Remember when Mexico’s Jaime Munguia was touted as a possible replacement opponent for Gennady Golovkin in May but managed to dodge that bullet and end up facing Sadam Ali for the WBO junior-middleweight title instead?
That he missed the Golovkin opportunity – it went to Vanes Martirosyan – worked out pretty well for Munguia. He destroyed Ali in four rounds, became a world champion at the age of 21, and was quickly earmarked as the next big thing from Mexico.
Now, ironically, the same could be about to happen to Canadian Brandon Cook, a man who last month missed out on fights in the UK against Kell Brook and Sam Eggington but appears set to challenge Munguia next month in Las Vegas.
Best of all, the fight, soon to be announced, will form part of the Gennady Golovkin vs. Canelo Alvarez pay-per-view undercard on September 15.
Well the poster should be up tomorrow but this is the news everyone has been waiting for. It’s always been a dream of mine to fight for a world title…. that dream is coming true on sept… https://t.co/EpExuWNwDn
— brandon cook (@badboycook13) August 19, 2018
“To be on the biggest stage… people are going to know who I am after this,” Cook told the Toronto Star.
“It doesn’t faze me. I know people are going to be booing (me). It’s Mexican Independence Day. I just want to go out there and show people why I made it to where I am.
“If I can stand in the middle of the ring and back his ass up, we’re going to see how he’s going to feel. I’m going to have to take some good shots, I’m sure, then hopefully take it to him.”
Munguia and now Cook can attest to the adage that good things come to those who wait.
Since pulling out of a July fight with a back injury, Liverpool’s David Price has been linked with a host of fights in recent weeks. Some have been risky, some have been surprising, and a couple, only a couple, have been sensible.
Today’s announcement that Sean ‘Big Sexy’ Turner will be his next opponent – in a fight set for October 5 at the Titanic Exhibition Centre – certainly falls into the latter category. In fact, given it’s been less than six months since the Alexander Povetkin knockout loss, it’s pretty much ideal.

To do ->
1/ Pull out every line of the entries that contains the string "optional".
2/ Extend the boxing article with the passage that would come after its final sentence.
The boxing article has no connection to the entries.

Material to process ->
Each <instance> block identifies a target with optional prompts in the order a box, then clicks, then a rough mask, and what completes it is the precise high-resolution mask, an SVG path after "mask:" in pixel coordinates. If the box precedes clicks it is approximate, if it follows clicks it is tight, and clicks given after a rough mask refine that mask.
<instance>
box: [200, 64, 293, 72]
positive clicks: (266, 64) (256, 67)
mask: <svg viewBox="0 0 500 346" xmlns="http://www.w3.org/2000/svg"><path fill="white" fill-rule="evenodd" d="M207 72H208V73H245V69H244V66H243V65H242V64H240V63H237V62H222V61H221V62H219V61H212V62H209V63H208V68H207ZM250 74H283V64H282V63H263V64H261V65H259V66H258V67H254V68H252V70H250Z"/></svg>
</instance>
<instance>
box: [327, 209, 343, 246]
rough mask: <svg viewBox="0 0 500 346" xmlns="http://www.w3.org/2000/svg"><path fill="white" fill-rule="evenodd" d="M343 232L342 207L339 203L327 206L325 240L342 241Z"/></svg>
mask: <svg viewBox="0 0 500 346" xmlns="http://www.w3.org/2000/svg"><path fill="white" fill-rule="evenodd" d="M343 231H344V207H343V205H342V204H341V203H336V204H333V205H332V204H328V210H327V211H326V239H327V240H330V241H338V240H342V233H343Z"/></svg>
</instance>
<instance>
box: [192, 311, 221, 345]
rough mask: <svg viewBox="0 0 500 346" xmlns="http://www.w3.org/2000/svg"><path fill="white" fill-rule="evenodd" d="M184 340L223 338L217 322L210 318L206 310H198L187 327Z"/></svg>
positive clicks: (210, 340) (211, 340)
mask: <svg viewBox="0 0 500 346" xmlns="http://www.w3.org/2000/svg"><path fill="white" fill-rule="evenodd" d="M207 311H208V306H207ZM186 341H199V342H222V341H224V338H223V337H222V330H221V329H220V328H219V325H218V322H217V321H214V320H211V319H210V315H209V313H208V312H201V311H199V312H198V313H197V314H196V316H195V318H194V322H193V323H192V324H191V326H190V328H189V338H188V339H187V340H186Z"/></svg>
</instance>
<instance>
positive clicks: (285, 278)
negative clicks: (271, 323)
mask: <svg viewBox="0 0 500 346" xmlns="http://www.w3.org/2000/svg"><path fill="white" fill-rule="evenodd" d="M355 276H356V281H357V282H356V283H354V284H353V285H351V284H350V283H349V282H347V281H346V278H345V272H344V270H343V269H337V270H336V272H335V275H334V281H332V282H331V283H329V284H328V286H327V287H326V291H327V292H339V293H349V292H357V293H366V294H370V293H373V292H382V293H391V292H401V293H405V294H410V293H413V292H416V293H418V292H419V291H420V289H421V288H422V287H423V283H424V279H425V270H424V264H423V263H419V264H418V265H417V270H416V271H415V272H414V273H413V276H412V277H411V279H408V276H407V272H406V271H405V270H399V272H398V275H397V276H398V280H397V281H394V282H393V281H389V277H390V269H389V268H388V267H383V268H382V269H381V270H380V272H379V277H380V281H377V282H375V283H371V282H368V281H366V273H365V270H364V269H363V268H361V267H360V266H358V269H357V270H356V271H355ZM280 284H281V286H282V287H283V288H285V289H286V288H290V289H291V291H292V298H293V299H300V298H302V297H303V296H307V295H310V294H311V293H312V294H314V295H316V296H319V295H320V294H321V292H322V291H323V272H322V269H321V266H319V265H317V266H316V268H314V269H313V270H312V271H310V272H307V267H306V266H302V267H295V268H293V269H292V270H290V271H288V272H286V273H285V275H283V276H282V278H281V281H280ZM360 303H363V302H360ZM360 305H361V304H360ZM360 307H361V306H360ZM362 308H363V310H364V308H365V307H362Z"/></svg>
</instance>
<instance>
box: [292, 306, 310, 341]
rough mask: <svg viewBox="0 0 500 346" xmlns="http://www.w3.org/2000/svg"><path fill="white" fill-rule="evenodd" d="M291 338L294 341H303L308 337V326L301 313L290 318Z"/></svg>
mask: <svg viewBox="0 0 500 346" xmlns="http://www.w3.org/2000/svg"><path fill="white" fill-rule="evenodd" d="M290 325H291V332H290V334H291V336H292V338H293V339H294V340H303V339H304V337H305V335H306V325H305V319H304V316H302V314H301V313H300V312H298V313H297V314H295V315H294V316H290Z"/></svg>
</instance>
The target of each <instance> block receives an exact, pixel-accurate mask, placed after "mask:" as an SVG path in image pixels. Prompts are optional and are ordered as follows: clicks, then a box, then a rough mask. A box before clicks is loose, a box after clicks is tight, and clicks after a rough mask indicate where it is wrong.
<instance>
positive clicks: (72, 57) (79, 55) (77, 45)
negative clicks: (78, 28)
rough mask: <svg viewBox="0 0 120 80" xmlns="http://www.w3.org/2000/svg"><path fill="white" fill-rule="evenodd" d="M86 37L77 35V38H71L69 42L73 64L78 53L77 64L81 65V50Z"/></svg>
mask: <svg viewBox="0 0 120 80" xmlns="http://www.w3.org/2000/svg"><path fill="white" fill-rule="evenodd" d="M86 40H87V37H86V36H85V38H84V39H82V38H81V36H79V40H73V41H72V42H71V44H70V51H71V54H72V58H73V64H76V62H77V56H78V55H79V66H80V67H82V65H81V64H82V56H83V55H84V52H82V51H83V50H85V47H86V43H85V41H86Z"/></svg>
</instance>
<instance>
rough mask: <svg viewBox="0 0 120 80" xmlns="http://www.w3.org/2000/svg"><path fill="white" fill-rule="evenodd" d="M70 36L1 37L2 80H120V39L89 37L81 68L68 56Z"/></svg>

Answers for this exercise ->
1/
Each <instance> block identifies a target with optional prompts in the order a box, then clicks, then a rough mask, and what completes it is the precise high-resolution mask, an SVG path after "mask:" in pixel coordinates. If the box precedes clicks it is approximate, if it follows clicks it is tight, and clicks given after a rough mask refine that mask.
The target of each <instance> block receives an exact, pixel-accurate mask, placed after "mask:" as an SVG path in image pixels. Prompts are optional and are ordered as follows: clicks, then a box, then a rough mask. A box before clicks is loose, a box after clicks is tight, and clicks after a rough mask indicate where it is wrong.

2/
Ireland’s Turner, 12-3 (8), will presumably still be ambitious enough at the age of 27 to give it a go and, despite being stopped in three rounds by Nathan Gorman last time out, is known for his durability.
His career-best win was recorded last December, when he travelled to Switzerland to stop Arnold Gjergjaj in eight rounds, but since then ‘Big Sexy’ has lost consecutive fights to Croatian prospect Filip Hrgovic (on points) and the aforementioned Gorman. Indeed, that Gorman defeat marked the first time he’d been stopped as a pro.
Price, of course, will no doubt look to repeat the trick in October. The 35-year-old will enjoy a nine-inch height advantage on the five-foot-eleven Turner and, with 18 knockouts from 22 pro wins, clearly hits hard enough to dispatch most heavyweights in the world. If it’s confidence and momentum Price needs, a knockout on October 5 could be just the ticket.
And finally… although they have both promised a knockout when the time comes, it’s fair to say Deontay Wilder and Tyson Fury aren’t fooling everybody.
Wilder, he of 39 knockouts from 40 fights, is usually a safe bet to end proceedings within the scheduled distance, but Fury, the mover and shaker, the better boxer of the two, is more inclined to go the long route.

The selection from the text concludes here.